==== Quelle
Gabi Zedlmayer war für viele Jahre „Chief Progress Officer“ bei HP. Sie ist Expertin für Digitalisierungstrends, hält Vorträge und berät Unternehmen zu Zukunfts- und Transformationsthemen. Im Interview erzählt sie, was Fortschritt für sie bedeutet, welche Rolle der Mensch spielt und warum Angst nicht das richtige Rezept ist. Das Interview ist Teil einer Serie, mit der ein deutsches Industrieunternehmen gezielt Zukunftsthemen in der internen Change-Kommunikation zur Diskussion stellt. Von Mathias Junkert
Frau Zedlmayer, was bedeutet für Sie persönlich Fortschritt?
========
#### Aufgaben
**1.** Welche Position hatte Gabi Zedlmayer laut dem Interview viele Jahre bei HP inne?
**2.** Führe das Interview mit Gabi Zedlmayer nach der letzten Frage fort.
==== Bereitgestellte Daten
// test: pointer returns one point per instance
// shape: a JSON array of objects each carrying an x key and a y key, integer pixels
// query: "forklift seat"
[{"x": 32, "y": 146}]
========
#### Erwartete Ergebnisse
**1.** Sie war „Chief Progress Officer“.

**2.**
Bei Fortschritt denke ich daran, dass wir unsere Mittel einsetzen, um den Zustand der Welt zu verbessern. Also, dass wir Bereiche wie Gesundheit, Bildung und Umwelt demokratisieren und mehr Menschen Zugang zu diesen Bereichen verschaffen.
Was hat die Technologie damit zu tun?
Die Technologien, die momentan am Entstehen sind, und die gewaltigen Veränderungen helfen uns, den gewünschten Fortschritt zu erreichen. Ich sehe sie deshalb positiv.
Inwiefern sehen Sie mit Blick auf gesellschaftlichen Fortschritt auch Unternehmen in der Verantwortung?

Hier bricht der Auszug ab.